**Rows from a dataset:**
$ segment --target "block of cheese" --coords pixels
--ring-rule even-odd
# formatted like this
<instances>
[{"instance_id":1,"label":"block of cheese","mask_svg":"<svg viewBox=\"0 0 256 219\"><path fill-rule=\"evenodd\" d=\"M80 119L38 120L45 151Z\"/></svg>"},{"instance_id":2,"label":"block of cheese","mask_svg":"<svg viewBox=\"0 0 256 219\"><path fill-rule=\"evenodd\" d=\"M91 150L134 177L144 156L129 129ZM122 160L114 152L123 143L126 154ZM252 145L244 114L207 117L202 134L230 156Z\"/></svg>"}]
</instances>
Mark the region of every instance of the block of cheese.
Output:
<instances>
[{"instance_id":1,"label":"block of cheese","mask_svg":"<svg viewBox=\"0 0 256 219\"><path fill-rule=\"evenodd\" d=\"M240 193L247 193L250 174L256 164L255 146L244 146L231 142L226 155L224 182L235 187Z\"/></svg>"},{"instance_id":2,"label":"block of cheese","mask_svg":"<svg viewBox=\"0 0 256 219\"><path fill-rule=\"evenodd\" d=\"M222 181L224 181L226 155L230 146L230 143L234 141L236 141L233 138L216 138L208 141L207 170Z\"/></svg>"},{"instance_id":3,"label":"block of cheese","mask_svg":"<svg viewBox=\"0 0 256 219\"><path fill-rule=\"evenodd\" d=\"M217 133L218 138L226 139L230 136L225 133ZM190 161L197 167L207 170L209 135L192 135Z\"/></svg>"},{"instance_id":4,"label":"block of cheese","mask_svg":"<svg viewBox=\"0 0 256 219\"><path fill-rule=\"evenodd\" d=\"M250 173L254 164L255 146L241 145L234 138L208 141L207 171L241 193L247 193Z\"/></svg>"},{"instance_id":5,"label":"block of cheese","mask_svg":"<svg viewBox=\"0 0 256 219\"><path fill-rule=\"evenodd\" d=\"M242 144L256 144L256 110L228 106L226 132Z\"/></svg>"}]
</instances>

**TO DO:** Can you update the listing above so that "Mark the region" reads "Outline the area" throughout, with every other line left unchanged?

**SOLUTION TO THIS PROBLEM:**
$ segment --target "block of cheese" --coords pixels
--ring-rule even-odd
# formatted like this
<instances>
[{"instance_id":1,"label":"block of cheese","mask_svg":"<svg viewBox=\"0 0 256 219\"><path fill-rule=\"evenodd\" d=\"M80 119L38 120L45 151Z\"/></svg>"},{"instance_id":2,"label":"block of cheese","mask_svg":"<svg viewBox=\"0 0 256 219\"><path fill-rule=\"evenodd\" d=\"M91 150L134 177L144 156L129 129ZM122 160L114 152L123 143L126 154ZM252 145L244 114L207 117L202 134L230 156Z\"/></svg>"}]
</instances>
Outline the area of every instance of the block of cheese.
Output:
<instances>
[{"instance_id":1,"label":"block of cheese","mask_svg":"<svg viewBox=\"0 0 256 219\"><path fill-rule=\"evenodd\" d=\"M240 193L247 193L250 174L256 164L255 146L244 146L231 142L226 155L224 182L235 187Z\"/></svg>"},{"instance_id":2,"label":"block of cheese","mask_svg":"<svg viewBox=\"0 0 256 219\"><path fill-rule=\"evenodd\" d=\"M222 181L224 181L226 155L230 146L230 143L234 141L236 141L233 138L216 138L208 141L207 170Z\"/></svg>"},{"instance_id":3,"label":"block of cheese","mask_svg":"<svg viewBox=\"0 0 256 219\"><path fill-rule=\"evenodd\" d=\"M217 133L218 138L226 139L230 136L225 133ZM190 161L197 167L207 170L209 135L192 135Z\"/></svg>"},{"instance_id":4,"label":"block of cheese","mask_svg":"<svg viewBox=\"0 0 256 219\"><path fill-rule=\"evenodd\" d=\"M250 173L254 164L255 146L241 145L234 138L208 141L207 171L241 193L247 193Z\"/></svg>"},{"instance_id":5,"label":"block of cheese","mask_svg":"<svg viewBox=\"0 0 256 219\"><path fill-rule=\"evenodd\" d=\"M242 144L256 144L256 110L228 106L226 132Z\"/></svg>"}]
</instances>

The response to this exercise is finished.